__Passage provided__:
Jayne Reardon, Executive Director of the Illinois Supreme Court Commision on Professionalism, interviewed me a couple weeks ago on the topic of legal blogging.

The interview was inspiring (more than she knows) as we talked of blogging as a means of contributing to the law, providing lawyers and the public greater access to the law, raising one’s repution as a lawyer and building relationships.

Inspiring for me for a couple reasons. One, lawyers and legal marketers mostly talk of blogs as a cheap marketing gimmick. Many will unethically have ghost writers imply the “blog” was written by the lawyer. Reardon’s interview took legal blogging to another level – why legal blogging is important to lawyers and the public, and how so.

And two, it felt good to discuss with someone what legal blogging is all about – how it works – how lives change, both the blogging lawyers and the public recipients of the information. I don’t get that opportunity every day.

__Given exercise 1__:
Set down word for word the part of the passage on legal blogging that begins at the words "Jayne Reardon, Executive" and ends after the words "of legal blogging.".
The passage on legal blogging and the listing are unrelated to each other.

Entries drawn from an annotation dataset
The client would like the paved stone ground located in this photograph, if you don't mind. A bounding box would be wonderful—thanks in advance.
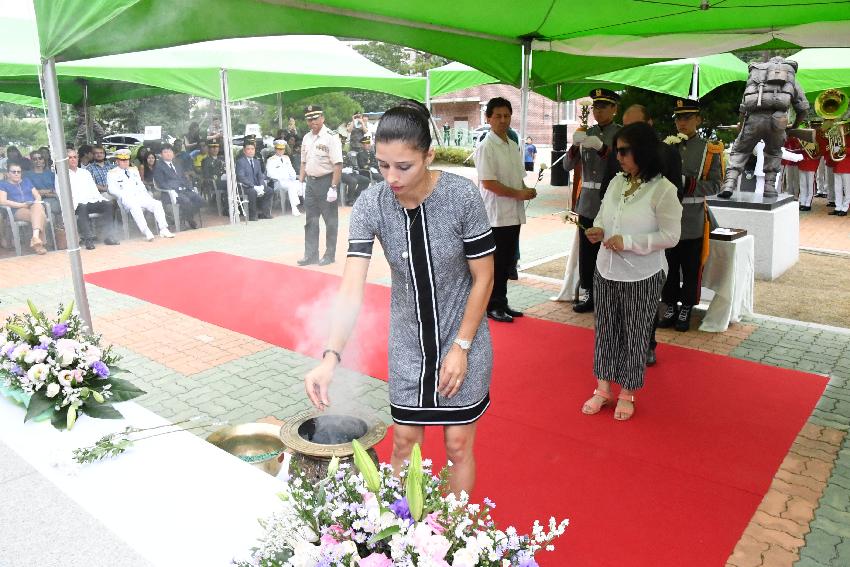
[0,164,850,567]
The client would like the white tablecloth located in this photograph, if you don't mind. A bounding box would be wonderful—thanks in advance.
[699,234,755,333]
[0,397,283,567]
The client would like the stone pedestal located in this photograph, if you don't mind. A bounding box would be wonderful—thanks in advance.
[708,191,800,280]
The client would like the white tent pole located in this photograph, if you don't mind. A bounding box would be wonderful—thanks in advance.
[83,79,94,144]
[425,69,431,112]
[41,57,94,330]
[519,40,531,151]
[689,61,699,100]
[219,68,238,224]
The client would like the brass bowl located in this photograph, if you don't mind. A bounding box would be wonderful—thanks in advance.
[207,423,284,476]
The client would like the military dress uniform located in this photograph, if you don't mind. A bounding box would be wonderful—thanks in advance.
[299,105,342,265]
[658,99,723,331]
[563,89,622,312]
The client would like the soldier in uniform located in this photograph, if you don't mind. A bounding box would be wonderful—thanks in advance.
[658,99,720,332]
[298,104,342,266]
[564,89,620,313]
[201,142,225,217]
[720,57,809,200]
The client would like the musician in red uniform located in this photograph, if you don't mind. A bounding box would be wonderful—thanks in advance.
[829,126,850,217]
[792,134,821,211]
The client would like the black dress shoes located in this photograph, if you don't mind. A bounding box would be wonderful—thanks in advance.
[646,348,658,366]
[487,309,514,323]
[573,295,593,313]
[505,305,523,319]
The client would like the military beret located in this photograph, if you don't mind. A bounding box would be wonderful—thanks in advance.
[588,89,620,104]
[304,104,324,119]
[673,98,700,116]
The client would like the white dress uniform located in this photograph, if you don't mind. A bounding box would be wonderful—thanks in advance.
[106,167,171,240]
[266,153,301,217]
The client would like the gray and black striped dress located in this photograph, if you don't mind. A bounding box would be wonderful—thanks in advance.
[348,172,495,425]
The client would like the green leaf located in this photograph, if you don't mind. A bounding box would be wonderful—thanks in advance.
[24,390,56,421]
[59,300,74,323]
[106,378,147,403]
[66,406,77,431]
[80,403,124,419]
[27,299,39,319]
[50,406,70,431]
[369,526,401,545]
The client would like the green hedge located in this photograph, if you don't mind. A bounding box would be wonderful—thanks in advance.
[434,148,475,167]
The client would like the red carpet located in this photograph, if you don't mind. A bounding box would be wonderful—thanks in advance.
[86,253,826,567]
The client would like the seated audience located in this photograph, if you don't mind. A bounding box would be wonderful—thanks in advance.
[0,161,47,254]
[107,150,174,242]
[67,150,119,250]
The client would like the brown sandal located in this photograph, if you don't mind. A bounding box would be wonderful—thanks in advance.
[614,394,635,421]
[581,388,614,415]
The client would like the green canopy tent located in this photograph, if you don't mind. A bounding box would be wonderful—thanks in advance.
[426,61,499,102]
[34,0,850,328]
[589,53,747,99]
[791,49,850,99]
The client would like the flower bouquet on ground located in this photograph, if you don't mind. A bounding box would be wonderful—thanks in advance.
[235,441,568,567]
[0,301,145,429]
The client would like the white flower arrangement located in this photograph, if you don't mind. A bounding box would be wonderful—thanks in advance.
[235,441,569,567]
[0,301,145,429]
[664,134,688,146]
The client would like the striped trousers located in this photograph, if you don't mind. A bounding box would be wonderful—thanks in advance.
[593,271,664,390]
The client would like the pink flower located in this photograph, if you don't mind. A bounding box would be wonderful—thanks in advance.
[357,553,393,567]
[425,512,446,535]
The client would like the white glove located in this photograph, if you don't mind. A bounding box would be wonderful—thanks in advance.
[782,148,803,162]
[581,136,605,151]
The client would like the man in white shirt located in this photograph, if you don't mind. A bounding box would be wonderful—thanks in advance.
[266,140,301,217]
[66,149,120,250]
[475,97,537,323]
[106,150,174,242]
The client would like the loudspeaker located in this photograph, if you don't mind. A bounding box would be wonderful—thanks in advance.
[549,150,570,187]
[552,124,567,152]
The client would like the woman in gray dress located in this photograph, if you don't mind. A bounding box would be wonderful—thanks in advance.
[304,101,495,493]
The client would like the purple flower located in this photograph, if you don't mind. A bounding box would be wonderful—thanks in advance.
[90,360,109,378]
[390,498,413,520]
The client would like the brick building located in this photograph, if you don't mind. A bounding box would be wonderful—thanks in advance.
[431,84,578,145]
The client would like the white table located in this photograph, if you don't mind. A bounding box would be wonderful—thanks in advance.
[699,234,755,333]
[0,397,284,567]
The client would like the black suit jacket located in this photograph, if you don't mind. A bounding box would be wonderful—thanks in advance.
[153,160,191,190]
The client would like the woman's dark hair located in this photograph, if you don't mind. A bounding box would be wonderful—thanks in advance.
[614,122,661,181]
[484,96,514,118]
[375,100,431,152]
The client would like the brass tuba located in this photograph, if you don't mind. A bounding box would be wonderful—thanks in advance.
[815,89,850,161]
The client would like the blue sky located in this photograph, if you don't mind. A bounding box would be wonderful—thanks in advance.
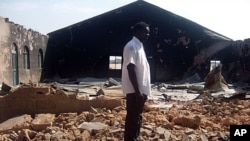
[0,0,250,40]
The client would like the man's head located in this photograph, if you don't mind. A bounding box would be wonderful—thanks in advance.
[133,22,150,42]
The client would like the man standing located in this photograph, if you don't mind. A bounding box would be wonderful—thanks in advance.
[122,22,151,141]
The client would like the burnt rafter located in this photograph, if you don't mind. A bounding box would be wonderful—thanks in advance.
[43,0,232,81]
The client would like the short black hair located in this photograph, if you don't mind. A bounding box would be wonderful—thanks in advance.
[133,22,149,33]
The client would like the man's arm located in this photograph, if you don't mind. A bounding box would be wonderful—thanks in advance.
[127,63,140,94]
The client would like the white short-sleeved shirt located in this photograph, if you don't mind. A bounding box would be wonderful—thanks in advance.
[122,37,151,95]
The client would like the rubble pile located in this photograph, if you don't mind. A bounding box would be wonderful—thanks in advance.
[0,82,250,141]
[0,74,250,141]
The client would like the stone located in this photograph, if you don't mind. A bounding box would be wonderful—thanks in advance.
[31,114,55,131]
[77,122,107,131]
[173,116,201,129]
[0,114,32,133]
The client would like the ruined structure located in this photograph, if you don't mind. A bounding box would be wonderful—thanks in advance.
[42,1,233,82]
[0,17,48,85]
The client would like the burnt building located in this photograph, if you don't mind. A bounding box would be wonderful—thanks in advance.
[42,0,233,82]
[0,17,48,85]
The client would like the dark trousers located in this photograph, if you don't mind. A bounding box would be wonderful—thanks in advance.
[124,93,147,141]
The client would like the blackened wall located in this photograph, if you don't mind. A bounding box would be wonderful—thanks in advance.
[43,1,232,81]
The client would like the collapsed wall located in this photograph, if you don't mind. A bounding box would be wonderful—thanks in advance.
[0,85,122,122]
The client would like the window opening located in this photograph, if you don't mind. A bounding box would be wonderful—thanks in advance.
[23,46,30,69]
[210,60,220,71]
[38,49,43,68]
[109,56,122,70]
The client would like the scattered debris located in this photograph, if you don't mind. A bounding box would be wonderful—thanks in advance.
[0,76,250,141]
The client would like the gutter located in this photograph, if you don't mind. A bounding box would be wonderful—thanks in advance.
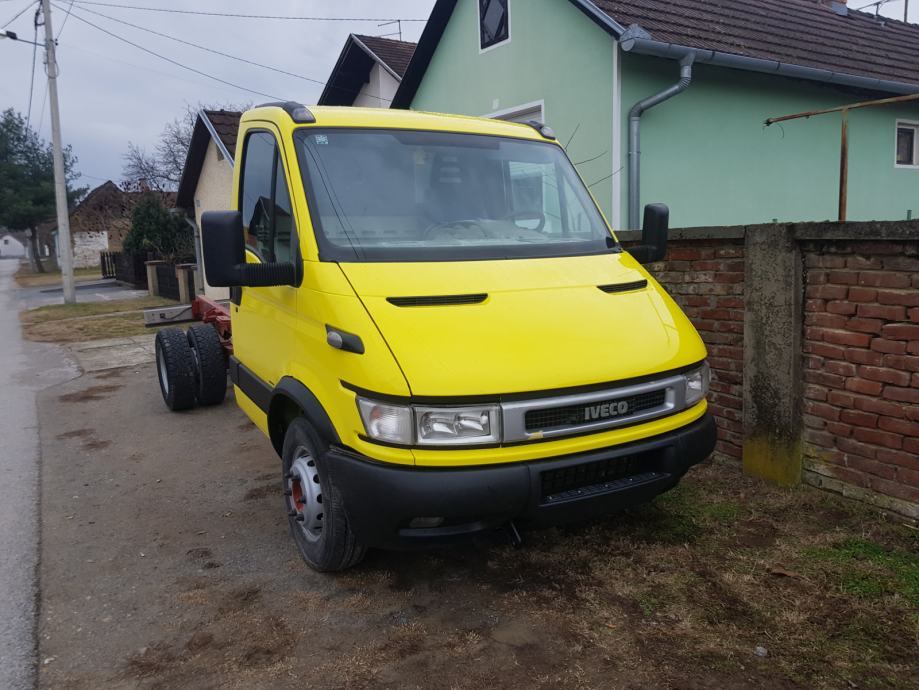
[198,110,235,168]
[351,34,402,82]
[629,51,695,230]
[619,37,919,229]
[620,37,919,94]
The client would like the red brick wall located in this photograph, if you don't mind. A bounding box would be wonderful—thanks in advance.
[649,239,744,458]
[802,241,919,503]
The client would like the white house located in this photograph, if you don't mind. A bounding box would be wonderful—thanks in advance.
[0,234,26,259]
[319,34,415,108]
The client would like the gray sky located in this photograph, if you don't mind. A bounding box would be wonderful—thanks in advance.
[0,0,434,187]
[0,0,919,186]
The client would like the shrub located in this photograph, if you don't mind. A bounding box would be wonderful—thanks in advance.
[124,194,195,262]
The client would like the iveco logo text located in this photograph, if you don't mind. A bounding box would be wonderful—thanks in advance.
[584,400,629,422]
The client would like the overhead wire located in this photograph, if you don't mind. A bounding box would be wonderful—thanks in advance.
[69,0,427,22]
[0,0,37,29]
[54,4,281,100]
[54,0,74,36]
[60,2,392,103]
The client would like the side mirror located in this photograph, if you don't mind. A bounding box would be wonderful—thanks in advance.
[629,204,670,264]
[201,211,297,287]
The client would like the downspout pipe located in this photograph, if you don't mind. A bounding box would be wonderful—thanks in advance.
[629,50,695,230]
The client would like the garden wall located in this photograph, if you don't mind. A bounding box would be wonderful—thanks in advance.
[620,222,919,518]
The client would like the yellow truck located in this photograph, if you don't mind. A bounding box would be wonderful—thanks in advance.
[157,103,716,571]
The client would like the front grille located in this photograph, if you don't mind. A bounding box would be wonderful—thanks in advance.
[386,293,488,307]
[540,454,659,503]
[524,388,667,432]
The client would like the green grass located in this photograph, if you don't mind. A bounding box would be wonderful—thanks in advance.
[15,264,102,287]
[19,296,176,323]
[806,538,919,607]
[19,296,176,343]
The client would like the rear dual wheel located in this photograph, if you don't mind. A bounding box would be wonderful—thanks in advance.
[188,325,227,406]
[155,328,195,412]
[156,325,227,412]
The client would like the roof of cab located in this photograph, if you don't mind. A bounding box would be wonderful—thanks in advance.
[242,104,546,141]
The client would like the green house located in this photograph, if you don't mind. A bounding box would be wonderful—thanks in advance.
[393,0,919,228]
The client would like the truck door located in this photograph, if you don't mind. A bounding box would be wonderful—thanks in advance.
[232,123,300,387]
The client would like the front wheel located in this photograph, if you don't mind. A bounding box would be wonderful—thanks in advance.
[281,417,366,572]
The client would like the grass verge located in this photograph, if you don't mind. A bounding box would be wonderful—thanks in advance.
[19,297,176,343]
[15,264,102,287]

* * *

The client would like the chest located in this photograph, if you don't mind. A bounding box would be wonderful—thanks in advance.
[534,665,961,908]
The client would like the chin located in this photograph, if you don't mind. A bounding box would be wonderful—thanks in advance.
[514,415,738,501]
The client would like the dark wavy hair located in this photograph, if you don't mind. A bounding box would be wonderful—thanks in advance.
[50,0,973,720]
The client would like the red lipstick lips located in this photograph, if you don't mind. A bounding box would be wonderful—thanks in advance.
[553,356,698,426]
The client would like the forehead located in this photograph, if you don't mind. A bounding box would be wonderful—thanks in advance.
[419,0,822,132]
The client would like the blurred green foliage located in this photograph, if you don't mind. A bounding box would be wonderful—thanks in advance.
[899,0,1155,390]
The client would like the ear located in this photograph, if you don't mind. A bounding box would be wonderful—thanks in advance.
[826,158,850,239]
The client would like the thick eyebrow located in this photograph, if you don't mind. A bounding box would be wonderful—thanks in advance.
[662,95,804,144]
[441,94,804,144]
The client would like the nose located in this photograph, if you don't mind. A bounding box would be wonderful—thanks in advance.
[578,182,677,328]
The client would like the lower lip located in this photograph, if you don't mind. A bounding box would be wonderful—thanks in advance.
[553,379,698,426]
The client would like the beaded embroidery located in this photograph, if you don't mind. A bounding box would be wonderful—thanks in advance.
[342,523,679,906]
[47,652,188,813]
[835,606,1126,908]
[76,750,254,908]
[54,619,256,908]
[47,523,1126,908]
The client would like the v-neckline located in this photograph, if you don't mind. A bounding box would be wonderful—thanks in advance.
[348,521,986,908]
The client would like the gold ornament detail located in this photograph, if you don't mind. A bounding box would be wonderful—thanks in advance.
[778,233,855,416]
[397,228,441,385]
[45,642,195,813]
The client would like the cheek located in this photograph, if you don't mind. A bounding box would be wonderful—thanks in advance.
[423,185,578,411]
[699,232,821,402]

__Given exercise 2__:
In the listing, switch "forehead" to "brow" in the lines from the one containing "The client would like the red lipstick" through the one containing "[826,158,850,239]", changing nothing else. Output only those lines.

__Full solution 1__:
Jayne Reardon, Executive Director of the Illinois Supreme Court Commision on Professionalism, interviewed me a couple weeks ago on the topic of legal blogging.

__Full solution 2__:
The client would like the red lipstick lips located in this photograph, if you don't mind. A bounding box would be wonderful—thanks in advance.
[553,356,698,426]
The client would like the brow located in this photograph, if you don't mind. A bounding box would be wonderful—thanks in advance.
[419,0,822,132]
The client would like the blurred green foliage located in this photograph, if you don't mind. A bounding box would be wonderful—thanks in advance.
[899,0,1155,390]
The client would like the ear located in this photograph, if you don't mind. A bounding box would be wonderful—thanks in advance.
[826,158,850,239]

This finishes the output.